Reproduce each entry below exactly as it appears.

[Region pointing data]
*** Block opens ***
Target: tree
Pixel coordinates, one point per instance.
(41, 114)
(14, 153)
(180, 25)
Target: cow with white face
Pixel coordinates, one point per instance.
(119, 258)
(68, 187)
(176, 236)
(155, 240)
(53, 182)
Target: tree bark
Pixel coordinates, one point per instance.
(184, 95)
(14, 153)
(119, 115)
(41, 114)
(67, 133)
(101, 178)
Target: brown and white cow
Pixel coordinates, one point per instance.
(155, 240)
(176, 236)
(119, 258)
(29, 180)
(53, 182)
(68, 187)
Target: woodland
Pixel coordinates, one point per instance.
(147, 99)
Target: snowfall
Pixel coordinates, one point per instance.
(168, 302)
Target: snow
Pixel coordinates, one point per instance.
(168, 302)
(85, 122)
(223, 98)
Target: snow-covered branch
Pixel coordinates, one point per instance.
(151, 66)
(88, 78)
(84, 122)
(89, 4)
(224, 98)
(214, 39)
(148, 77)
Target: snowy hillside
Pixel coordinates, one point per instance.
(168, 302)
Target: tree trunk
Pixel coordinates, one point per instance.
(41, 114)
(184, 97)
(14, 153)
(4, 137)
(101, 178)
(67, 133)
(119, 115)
*** Block closes ***
* Solution for this exercise
Target: tree
Pixel coordinates, one point per instance.
(41, 114)
(14, 153)
(180, 25)
Target: cow with white face
Pixel coordinates, one point per instance.
(119, 258)
(68, 187)
(176, 236)
(155, 240)
(53, 182)
Target: tree bark
Pixel coordinates, one point per instance.
(184, 95)
(14, 153)
(119, 115)
(41, 114)
(67, 133)
(101, 178)
Target: brown and white cow
Pixel coordinates, one point per instance.
(155, 240)
(176, 236)
(119, 258)
(29, 180)
(53, 182)
(68, 187)
Target: woodland
Pixel coordinates, one point per instance.
(147, 99)
Target: snowfall
Pixel coordinates, one point per instance.
(168, 302)
Target: snow
Pixel coordinates, one point per instance.
(168, 302)
(85, 122)
(223, 98)
Target: snow-covered branch
Pixel coordinates, one point per instance.
(151, 66)
(88, 78)
(84, 122)
(89, 4)
(224, 98)
(214, 39)
(148, 77)
Target: snowy hillside
Pixel coordinates, one point per instance.
(168, 302)
Target: tree trunk
Pixel coordinates, one point per instance.
(41, 114)
(184, 97)
(14, 153)
(4, 137)
(101, 178)
(67, 133)
(119, 115)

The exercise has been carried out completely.